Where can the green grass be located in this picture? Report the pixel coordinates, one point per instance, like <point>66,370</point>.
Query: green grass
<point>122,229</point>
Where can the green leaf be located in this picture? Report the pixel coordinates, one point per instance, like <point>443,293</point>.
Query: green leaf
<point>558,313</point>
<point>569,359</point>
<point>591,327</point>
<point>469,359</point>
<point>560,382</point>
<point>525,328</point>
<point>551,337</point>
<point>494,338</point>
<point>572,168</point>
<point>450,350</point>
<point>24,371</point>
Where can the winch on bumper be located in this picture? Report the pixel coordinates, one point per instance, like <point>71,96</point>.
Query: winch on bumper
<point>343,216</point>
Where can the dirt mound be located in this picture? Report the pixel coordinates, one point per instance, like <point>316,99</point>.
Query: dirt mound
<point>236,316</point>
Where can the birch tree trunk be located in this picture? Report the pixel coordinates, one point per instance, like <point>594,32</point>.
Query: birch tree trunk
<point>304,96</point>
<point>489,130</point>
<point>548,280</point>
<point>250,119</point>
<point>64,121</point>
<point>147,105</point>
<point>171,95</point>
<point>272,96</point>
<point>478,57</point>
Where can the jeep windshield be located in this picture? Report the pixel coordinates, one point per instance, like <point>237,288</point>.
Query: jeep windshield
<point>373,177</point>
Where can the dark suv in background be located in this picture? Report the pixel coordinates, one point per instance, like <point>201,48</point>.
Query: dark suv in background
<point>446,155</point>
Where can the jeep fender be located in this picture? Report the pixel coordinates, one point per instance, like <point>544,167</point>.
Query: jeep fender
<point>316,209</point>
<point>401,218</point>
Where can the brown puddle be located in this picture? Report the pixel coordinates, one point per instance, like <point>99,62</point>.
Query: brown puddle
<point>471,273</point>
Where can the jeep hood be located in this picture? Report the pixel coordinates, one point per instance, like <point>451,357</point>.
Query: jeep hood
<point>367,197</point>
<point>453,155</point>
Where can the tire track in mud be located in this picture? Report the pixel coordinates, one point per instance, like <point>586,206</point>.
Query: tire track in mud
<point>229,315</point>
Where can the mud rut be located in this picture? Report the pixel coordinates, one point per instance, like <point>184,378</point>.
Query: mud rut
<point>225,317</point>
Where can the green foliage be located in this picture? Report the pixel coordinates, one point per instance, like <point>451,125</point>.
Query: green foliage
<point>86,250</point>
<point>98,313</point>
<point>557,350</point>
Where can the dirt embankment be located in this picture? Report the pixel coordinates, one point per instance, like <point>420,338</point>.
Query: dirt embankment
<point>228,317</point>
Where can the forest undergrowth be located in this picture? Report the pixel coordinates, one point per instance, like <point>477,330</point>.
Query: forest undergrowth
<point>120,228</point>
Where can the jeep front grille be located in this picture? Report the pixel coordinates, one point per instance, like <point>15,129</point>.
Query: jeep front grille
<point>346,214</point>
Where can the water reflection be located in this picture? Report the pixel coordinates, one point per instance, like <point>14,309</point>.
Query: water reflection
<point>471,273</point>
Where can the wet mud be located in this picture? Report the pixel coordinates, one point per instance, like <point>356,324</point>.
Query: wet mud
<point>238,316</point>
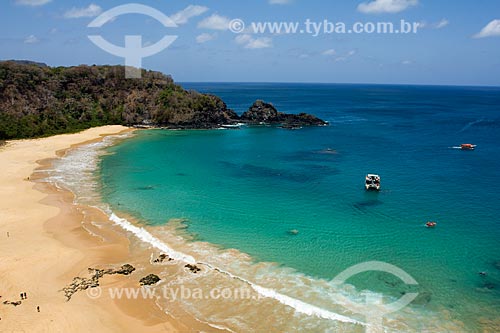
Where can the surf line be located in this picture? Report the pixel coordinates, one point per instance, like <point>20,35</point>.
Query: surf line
<point>297,305</point>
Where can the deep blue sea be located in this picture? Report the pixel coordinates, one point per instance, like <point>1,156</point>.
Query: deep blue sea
<point>247,189</point>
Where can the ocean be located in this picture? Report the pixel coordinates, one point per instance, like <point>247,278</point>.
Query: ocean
<point>285,211</point>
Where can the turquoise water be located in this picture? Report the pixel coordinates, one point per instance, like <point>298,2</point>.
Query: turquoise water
<point>246,189</point>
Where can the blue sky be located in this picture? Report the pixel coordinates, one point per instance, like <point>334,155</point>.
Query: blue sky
<point>457,43</point>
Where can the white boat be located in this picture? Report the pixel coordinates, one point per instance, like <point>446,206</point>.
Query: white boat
<point>372,182</point>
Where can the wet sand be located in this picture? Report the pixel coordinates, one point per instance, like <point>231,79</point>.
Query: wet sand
<point>46,241</point>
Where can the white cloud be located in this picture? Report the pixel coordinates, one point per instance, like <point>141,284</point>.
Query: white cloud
<point>330,52</point>
<point>441,24</point>
<point>32,2</point>
<point>492,29</point>
<point>215,22</point>
<point>205,37</point>
<point>32,39</point>
<point>438,25</point>
<point>386,6</point>
<point>254,43</point>
<point>190,11</point>
<point>90,11</point>
<point>279,2</point>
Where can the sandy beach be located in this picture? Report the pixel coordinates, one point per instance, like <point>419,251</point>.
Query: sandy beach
<point>44,246</point>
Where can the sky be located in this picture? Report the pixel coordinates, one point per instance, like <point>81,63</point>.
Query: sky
<point>455,43</point>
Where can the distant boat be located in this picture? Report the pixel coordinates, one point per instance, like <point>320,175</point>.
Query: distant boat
<point>231,126</point>
<point>372,182</point>
<point>468,146</point>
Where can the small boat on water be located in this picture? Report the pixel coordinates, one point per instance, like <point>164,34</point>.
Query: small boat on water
<point>372,182</point>
<point>468,146</point>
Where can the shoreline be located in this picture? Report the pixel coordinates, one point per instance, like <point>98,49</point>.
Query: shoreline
<point>46,244</point>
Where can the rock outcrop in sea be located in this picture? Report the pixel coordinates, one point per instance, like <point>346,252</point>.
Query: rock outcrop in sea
<point>149,280</point>
<point>266,113</point>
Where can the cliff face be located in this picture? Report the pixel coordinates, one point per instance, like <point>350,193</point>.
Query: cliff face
<point>40,100</point>
<point>37,100</point>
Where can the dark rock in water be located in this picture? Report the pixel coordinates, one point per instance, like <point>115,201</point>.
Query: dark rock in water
<point>329,151</point>
<point>146,188</point>
<point>265,113</point>
<point>149,280</point>
<point>126,269</point>
<point>163,257</point>
<point>423,298</point>
<point>362,205</point>
<point>80,284</point>
<point>489,286</point>
<point>193,268</point>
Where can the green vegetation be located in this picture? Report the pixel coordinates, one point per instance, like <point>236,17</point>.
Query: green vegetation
<point>39,101</point>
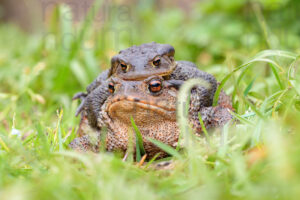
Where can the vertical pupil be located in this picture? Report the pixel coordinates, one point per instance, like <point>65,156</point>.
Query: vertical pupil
<point>156,62</point>
<point>155,86</point>
<point>124,67</point>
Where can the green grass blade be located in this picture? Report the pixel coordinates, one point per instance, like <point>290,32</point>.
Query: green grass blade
<point>140,151</point>
<point>248,88</point>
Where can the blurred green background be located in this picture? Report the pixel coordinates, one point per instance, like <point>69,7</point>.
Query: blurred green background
<point>49,50</point>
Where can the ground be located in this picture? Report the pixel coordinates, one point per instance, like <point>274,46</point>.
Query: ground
<point>256,156</point>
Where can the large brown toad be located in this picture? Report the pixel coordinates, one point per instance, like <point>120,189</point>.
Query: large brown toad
<point>138,63</point>
<point>152,105</point>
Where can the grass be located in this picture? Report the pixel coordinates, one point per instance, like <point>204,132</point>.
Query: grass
<point>254,157</point>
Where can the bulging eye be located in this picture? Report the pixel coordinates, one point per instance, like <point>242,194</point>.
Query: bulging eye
<point>156,61</point>
<point>111,87</point>
<point>123,67</point>
<point>155,86</point>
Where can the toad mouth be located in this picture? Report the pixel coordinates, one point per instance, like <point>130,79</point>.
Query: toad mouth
<point>138,103</point>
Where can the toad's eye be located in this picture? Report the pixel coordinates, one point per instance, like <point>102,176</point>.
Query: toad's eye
<point>155,86</point>
<point>123,67</point>
<point>156,61</point>
<point>111,88</point>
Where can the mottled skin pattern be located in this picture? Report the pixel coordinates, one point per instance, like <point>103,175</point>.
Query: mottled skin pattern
<point>153,113</point>
<point>139,62</point>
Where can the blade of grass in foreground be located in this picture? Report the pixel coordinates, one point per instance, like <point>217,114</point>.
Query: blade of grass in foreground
<point>165,148</point>
<point>260,57</point>
<point>139,141</point>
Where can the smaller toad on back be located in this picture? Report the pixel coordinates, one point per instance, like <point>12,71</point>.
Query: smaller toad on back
<point>140,62</point>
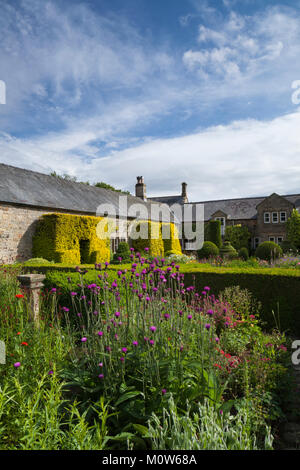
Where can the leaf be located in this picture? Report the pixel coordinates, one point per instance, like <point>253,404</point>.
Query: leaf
<point>128,396</point>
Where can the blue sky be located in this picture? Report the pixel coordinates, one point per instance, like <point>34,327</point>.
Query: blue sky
<point>174,90</point>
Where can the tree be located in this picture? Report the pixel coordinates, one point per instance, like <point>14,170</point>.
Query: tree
<point>238,236</point>
<point>214,232</point>
<point>293,228</point>
<point>101,184</point>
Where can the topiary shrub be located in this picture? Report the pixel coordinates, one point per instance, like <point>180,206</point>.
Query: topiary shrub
<point>209,249</point>
<point>37,261</point>
<point>227,251</point>
<point>214,232</point>
<point>72,239</point>
<point>123,252</point>
<point>268,251</point>
<point>243,253</point>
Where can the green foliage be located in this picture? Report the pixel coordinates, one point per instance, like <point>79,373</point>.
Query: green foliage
<point>111,188</point>
<point>293,228</point>
<point>268,251</point>
<point>276,289</point>
<point>65,238</point>
<point>36,261</point>
<point>123,252</point>
<point>227,251</point>
<point>209,249</point>
<point>238,236</point>
<point>243,253</point>
<point>214,232</point>
<point>288,247</point>
<point>158,246</point>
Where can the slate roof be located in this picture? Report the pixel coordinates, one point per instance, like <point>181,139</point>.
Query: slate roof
<point>170,200</point>
<point>30,188</point>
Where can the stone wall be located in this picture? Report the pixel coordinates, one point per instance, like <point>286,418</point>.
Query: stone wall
<point>17,227</point>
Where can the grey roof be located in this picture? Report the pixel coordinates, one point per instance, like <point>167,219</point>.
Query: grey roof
<point>241,208</point>
<point>26,187</point>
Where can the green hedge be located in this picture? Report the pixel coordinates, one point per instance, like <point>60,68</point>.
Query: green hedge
<point>276,289</point>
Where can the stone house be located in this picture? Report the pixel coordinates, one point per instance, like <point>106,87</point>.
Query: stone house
<point>264,216</point>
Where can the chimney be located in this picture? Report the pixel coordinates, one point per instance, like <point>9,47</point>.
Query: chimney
<point>184,193</point>
<point>140,188</point>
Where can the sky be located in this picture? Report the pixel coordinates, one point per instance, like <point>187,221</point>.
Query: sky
<point>205,92</point>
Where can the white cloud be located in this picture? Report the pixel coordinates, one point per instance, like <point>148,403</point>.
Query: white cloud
<point>246,158</point>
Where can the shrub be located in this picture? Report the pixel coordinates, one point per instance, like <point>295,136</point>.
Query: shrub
<point>227,251</point>
<point>214,232</point>
<point>268,251</point>
<point>243,253</point>
<point>208,249</point>
<point>288,247</point>
<point>73,239</point>
<point>123,252</point>
<point>293,228</point>
<point>36,261</point>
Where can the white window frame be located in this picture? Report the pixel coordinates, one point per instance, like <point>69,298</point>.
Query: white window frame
<point>285,217</point>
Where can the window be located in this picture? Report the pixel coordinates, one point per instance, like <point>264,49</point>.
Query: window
<point>282,216</point>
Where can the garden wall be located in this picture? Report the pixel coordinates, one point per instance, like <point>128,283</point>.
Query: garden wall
<point>277,290</point>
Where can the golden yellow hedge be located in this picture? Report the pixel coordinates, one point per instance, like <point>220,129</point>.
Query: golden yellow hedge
<point>66,238</point>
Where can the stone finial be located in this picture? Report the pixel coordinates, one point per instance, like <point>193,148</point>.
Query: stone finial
<point>140,188</point>
<point>32,284</point>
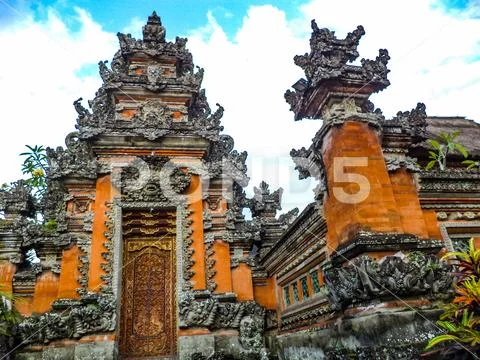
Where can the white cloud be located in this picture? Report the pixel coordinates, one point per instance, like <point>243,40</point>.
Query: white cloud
<point>39,81</point>
<point>249,74</point>
<point>431,62</point>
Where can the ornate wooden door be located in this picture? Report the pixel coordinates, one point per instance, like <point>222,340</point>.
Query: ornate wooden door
<point>148,324</point>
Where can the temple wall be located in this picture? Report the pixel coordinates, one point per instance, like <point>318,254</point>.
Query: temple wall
<point>379,210</point>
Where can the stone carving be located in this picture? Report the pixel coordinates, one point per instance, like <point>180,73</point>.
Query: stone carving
<point>365,279</point>
<point>450,180</point>
<point>152,120</point>
<point>345,110</point>
<point>394,163</point>
<point>92,314</point>
<point>17,201</point>
<point>210,263</point>
<point>415,121</point>
<point>77,160</point>
<point>327,66</point>
<point>180,180</point>
<point>310,163</point>
<point>209,312</point>
<point>187,250</point>
<point>265,203</point>
<point>251,333</point>
<point>457,215</point>
<point>289,217</point>
<point>328,55</point>
<point>154,31</point>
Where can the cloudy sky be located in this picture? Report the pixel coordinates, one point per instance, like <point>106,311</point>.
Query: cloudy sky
<point>50,50</point>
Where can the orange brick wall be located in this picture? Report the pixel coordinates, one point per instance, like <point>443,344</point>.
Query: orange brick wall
<point>408,204</point>
<point>378,212</point>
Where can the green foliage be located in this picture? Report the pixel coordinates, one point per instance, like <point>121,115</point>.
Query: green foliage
<point>461,318</point>
<point>471,164</point>
<point>9,316</point>
<point>445,145</point>
<point>35,166</point>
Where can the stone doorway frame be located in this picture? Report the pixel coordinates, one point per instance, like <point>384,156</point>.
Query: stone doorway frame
<point>181,214</point>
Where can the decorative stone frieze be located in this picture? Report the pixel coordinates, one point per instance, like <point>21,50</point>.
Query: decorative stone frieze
<point>93,313</point>
<point>364,279</point>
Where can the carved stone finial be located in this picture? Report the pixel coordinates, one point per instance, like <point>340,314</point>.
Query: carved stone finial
<point>154,31</point>
<point>329,76</point>
<point>264,203</point>
<point>414,120</point>
<point>17,201</point>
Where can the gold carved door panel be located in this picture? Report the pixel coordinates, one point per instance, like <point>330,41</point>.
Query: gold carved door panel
<point>148,324</point>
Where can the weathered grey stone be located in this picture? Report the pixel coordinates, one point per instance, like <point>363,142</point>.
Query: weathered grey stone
<point>95,351</point>
<point>58,353</point>
<point>402,332</point>
<point>189,345</point>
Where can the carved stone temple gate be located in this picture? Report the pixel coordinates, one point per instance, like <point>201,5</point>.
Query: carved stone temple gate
<point>147,253</point>
<point>148,306</point>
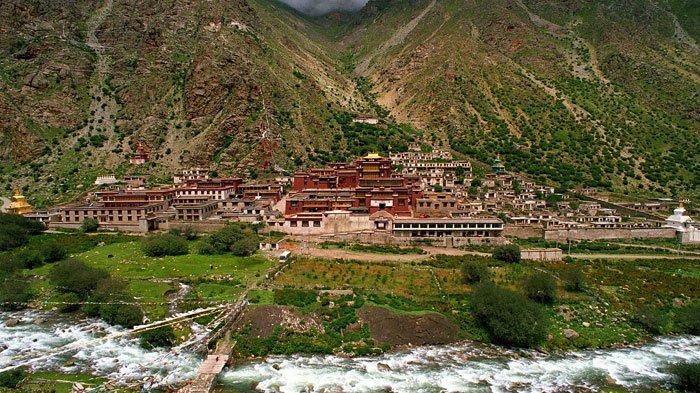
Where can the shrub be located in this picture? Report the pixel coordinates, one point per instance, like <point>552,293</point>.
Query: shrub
<point>30,259</point>
<point>73,275</point>
<point>541,287</point>
<point>651,319</point>
<point>687,376</point>
<point>475,272</point>
<point>689,319</point>
<point>245,247</point>
<point>229,238</point>
<point>14,294</point>
<point>163,245</point>
<point>53,252</point>
<point>510,318</point>
<point>12,236</point>
<point>89,225</point>
<point>508,253</point>
<point>574,280</point>
<point>12,378</point>
<point>163,337</point>
<point>188,233</point>
<point>206,249</point>
<point>69,302</point>
<point>294,297</point>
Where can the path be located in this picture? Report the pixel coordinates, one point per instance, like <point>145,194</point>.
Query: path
<point>362,69</point>
<point>371,257</point>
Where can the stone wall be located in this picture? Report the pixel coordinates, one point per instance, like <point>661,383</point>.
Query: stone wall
<point>591,234</point>
<point>542,255</point>
<point>198,226</point>
<point>523,231</point>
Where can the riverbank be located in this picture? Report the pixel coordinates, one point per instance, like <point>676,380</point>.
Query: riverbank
<point>466,366</point>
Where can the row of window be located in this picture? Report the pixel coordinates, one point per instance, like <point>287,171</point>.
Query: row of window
<point>450,226</point>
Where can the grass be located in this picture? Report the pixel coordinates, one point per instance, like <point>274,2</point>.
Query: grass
<point>48,381</point>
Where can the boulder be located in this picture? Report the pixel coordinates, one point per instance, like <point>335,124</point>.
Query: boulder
<point>570,334</point>
<point>12,322</point>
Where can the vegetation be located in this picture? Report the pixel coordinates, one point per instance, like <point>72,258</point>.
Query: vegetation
<point>106,297</point>
<point>164,245</point>
<point>12,378</point>
<point>15,231</point>
<point>239,239</point>
<point>651,319</point>
<point>541,287</point>
<point>509,318</point>
<point>508,253</point>
<point>163,337</point>
<point>474,272</point>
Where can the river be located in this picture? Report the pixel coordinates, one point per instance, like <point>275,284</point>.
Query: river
<point>459,368</point>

☆ ☆ ☆ ☆

### Exercise requirements:
Convert the stretch from the line containing "Where can the ocean" through the line containing "<point>285,211</point>" into a two-column CSV with the columns text and answer. Give one row per item, put each field in quotes, and replace line breaks with spaces.

### Complete response:
text,answer
"Where can the ocean be located in this picture? Report the pixel coordinates, one point per instance, like <point>247,278</point>. Query: ocean","<point>285,211</point>"